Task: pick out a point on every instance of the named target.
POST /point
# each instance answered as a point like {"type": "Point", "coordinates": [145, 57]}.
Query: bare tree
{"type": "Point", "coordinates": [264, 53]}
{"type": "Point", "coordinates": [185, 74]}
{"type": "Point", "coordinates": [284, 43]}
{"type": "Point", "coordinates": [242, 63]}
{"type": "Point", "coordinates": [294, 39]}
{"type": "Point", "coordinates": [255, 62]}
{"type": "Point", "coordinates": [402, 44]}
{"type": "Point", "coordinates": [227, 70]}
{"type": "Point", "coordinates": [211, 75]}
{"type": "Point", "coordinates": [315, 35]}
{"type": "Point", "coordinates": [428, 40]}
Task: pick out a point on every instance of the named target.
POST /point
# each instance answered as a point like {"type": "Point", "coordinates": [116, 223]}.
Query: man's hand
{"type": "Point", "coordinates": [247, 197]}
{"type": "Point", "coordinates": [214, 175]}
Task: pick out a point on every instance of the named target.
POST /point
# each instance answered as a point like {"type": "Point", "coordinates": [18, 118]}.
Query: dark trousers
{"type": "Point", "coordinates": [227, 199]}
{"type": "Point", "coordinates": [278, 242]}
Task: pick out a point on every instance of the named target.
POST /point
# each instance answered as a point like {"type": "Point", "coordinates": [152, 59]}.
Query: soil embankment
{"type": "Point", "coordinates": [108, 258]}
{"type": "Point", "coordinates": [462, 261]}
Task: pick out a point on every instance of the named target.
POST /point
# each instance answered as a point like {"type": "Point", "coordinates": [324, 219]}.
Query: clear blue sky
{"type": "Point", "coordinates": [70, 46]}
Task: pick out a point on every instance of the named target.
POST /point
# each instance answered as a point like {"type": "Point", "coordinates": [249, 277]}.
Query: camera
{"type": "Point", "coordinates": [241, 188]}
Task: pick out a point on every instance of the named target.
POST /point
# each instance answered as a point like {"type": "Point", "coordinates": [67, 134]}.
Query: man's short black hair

# Requirements
Repeat the material above in full, keeping every word.

# Written reply
Task: pick out a point on every instance of the named target.
POST /point
# each instance answered as a point like {"type": "Point", "coordinates": [145, 57]}.
Query: bare tree
{"type": "Point", "coordinates": [264, 53]}
{"type": "Point", "coordinates": [185, 74]}
{"type": "Point", "coordinates": [284, 43]}
{"type": "Point", "coordinates": [242, 63]}
{"type": "Point", "coordinates": [294, 39]}
{"type": "Point", "coordinates": [255, 62]}
{"type": "Point", "coordinates": [402, 44]}
{"type": "Point", "coordinates": [227, 70]}
{"type": "Point", "coordinates": [211, 75]}
{"type": "Point", "coordinates": [315, 35]}
{"type": "Point", "coordinates": [428, 40]}
Task: pick out a point on every instance of the named target.
POST /point
# each instance answered as a point like {"type": "Point", "coordinates": [116, 223]}.
Query: man's hand
{"type": "Point", "coordinates": [247, 197]}
{"type": "Point", "coordinates": [214, 175]}
Task: pick out a point on every instance of the named target.
POST /point
# each instance answered as a point like {"type": "Point", "coordinates": [18, 118]}.
Query: dark trousers
{"type": "Point", "coordinates": [227, 199]}
{"type": "Point", "coordinates": [278, 242]}
Task: pick out a point on every instance of the named target.
POST /point
# each instance answered as a point like {"type": "Point", "coordinates": [152, 59]}.
Query: soil embankment
{"type": "Point", "coordinates": [108, 258]}
{"type": "Point", "coordinates": [462, 261]}
Task: pick out a point on every instance of the named target.
POST /point
# each instance answered as a point like {"type": "Point", "coordinates": [324, 219]}.
Query: clear blue sky
{"type": "Point", "coordinates": [70, 46]}
Task: pick out a point on every instance of the named target.
POST /point
# each instance answered as a point like {"type": "Point", "coordinates": [249, 277]}.
Query: camera
{"type": "Point", "coordinates": [241, 188]}
Task: pick out a point on every instance of the named target.
POST /point
# each instance answered as a point like {"type": "Point", "coordinates": [67, 134]}.
Query: man's short black hair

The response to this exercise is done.